--- Short problem ---
Report every line in the records below that contains the word "human", copying each such line in full. Case counts.

--- Listing ---
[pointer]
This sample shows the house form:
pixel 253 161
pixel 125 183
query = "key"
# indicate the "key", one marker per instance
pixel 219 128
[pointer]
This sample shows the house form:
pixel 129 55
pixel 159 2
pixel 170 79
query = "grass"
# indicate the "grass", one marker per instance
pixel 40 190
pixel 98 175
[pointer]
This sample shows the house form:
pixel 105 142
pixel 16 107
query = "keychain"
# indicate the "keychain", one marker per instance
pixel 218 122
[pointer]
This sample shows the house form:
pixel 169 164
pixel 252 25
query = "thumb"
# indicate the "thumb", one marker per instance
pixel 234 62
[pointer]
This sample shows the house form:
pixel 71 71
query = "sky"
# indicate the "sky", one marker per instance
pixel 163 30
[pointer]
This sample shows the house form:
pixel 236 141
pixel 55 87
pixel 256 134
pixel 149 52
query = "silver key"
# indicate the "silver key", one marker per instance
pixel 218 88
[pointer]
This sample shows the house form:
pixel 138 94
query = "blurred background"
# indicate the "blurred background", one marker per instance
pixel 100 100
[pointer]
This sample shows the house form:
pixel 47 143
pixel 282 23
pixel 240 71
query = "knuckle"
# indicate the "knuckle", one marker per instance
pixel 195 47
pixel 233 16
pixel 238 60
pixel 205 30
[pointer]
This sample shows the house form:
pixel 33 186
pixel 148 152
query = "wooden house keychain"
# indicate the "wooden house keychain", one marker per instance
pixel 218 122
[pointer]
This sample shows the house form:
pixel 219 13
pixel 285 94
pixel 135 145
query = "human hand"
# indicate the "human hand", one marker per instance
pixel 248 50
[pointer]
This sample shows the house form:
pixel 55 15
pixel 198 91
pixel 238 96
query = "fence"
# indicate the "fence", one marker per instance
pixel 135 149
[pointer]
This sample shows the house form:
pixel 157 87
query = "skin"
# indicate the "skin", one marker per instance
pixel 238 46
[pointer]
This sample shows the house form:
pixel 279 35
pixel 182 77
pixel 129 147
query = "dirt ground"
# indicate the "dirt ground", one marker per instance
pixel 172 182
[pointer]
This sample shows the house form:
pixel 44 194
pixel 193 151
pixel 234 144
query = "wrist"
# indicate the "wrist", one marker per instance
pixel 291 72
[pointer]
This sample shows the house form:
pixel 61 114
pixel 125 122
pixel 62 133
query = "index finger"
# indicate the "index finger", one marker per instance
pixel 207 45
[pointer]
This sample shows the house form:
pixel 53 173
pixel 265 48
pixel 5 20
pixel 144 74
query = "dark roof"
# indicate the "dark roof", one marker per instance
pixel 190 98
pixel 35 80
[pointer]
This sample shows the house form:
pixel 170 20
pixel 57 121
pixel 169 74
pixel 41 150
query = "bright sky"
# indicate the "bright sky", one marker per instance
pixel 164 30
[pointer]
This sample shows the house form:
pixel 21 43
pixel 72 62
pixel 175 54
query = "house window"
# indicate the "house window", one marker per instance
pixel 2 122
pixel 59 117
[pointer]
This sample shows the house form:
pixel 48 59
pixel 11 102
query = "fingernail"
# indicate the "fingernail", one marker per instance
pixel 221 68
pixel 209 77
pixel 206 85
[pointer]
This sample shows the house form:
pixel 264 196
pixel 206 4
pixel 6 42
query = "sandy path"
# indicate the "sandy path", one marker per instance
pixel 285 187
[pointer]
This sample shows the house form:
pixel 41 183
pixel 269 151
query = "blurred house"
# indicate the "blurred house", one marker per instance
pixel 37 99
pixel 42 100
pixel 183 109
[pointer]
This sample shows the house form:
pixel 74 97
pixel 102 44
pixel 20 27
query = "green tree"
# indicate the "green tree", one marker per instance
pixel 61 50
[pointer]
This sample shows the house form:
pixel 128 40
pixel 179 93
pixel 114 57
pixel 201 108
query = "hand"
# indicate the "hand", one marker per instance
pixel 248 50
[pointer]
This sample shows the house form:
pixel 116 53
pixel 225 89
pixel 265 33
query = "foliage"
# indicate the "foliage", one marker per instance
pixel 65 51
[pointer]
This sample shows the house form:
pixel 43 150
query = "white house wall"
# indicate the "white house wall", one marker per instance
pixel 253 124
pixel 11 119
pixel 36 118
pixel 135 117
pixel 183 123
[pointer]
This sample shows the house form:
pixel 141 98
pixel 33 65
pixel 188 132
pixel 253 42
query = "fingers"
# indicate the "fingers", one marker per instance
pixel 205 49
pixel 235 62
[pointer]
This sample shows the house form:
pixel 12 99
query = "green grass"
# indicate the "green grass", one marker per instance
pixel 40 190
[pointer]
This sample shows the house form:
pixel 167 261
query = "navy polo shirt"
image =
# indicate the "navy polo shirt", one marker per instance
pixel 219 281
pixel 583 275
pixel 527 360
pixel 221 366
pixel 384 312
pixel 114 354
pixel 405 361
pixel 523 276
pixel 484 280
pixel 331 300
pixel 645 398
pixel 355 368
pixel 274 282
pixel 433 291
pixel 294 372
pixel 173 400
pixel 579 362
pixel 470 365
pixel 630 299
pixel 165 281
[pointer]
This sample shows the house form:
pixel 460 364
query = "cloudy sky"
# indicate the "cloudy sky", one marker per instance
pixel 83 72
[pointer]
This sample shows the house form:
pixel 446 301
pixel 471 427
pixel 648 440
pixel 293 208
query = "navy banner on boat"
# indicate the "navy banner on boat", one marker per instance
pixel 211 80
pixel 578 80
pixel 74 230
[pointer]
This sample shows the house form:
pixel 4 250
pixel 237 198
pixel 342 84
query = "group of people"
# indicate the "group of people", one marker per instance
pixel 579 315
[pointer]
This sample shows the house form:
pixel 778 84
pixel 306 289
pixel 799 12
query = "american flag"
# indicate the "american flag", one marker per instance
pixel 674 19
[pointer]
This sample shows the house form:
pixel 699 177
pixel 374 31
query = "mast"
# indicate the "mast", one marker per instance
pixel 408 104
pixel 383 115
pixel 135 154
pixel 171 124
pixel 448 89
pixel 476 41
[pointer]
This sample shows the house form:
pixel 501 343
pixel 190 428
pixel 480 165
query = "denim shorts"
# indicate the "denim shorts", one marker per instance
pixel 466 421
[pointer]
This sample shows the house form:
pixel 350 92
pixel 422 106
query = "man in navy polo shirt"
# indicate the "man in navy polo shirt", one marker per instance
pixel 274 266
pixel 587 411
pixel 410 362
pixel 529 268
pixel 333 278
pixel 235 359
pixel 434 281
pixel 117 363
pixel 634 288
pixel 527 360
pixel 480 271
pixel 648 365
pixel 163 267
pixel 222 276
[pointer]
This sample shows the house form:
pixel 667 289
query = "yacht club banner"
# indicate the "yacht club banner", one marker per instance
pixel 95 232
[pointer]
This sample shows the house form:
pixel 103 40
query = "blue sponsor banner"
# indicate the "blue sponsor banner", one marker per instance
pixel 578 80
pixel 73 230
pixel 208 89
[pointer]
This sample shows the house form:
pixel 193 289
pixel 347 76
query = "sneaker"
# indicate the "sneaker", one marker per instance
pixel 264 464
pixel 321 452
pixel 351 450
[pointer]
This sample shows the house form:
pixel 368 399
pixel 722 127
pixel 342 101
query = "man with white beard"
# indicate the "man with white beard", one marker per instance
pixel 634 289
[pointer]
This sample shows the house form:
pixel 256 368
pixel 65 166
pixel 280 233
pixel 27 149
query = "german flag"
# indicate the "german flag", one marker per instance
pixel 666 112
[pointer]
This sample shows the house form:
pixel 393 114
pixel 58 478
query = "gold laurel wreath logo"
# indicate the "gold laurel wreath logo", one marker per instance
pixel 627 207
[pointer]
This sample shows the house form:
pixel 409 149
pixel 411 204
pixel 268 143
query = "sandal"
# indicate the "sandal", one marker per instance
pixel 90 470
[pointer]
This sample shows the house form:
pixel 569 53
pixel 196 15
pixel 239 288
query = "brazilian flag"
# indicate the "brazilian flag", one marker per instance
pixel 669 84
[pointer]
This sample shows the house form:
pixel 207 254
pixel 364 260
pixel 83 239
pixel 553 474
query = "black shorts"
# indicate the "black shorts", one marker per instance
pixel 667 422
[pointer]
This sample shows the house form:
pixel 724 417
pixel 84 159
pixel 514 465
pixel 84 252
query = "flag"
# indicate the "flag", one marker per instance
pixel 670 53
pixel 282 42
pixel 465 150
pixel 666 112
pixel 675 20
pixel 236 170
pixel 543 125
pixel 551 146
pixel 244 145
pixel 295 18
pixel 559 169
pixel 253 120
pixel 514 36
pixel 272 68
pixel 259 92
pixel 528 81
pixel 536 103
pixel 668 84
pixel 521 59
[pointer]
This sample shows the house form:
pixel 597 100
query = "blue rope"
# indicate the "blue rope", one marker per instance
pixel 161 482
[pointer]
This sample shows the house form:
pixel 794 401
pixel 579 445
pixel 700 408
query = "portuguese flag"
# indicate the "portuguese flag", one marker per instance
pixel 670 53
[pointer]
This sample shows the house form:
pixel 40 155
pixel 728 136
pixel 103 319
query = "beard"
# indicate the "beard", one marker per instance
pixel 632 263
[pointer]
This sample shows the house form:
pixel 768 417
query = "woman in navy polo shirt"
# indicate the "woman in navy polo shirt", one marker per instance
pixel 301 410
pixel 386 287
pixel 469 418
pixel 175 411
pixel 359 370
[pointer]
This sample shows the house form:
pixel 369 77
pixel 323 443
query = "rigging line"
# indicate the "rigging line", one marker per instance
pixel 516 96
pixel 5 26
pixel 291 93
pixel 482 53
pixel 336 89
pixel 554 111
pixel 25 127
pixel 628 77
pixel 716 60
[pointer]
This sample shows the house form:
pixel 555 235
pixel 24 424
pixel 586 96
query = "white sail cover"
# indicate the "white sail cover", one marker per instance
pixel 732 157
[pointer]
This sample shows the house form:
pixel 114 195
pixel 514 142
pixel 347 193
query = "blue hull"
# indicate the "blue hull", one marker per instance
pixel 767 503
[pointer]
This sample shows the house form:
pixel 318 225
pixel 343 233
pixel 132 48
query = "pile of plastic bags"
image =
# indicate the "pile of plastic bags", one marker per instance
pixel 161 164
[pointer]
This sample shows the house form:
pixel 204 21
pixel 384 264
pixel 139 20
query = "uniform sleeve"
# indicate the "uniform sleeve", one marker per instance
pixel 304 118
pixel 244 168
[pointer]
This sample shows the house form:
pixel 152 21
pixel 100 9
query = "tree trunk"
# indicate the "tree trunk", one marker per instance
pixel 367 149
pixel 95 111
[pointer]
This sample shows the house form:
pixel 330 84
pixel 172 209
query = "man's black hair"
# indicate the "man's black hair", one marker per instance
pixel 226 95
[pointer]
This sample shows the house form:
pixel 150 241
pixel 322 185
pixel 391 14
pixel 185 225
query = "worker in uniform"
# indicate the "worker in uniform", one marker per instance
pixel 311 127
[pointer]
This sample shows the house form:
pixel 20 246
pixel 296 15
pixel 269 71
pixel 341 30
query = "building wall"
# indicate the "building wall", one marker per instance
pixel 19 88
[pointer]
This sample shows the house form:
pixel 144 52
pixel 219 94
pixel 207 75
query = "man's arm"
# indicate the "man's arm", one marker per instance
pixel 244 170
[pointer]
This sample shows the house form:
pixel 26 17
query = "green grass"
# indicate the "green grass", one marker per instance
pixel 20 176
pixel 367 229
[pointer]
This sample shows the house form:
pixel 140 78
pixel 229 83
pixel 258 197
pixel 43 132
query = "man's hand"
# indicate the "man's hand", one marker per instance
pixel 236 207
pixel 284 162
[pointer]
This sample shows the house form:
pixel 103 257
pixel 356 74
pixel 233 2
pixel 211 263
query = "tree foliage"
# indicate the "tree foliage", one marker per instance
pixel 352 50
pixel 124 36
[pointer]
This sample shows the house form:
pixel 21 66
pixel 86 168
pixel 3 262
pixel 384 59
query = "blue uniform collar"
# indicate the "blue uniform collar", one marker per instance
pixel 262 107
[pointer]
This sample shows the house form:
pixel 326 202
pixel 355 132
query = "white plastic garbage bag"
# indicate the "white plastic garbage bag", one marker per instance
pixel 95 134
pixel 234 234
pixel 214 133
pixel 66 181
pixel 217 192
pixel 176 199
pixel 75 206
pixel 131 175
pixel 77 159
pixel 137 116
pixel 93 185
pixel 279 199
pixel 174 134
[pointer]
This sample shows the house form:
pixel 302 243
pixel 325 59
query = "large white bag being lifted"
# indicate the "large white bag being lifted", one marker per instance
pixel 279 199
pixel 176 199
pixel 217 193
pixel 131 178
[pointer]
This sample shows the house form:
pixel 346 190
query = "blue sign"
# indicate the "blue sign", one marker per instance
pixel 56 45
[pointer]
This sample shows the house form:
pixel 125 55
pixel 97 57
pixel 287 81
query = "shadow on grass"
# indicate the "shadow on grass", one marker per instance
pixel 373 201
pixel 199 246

--- Finished answer ---
query = "human hand"
# indicate the "human hand", one marker per instance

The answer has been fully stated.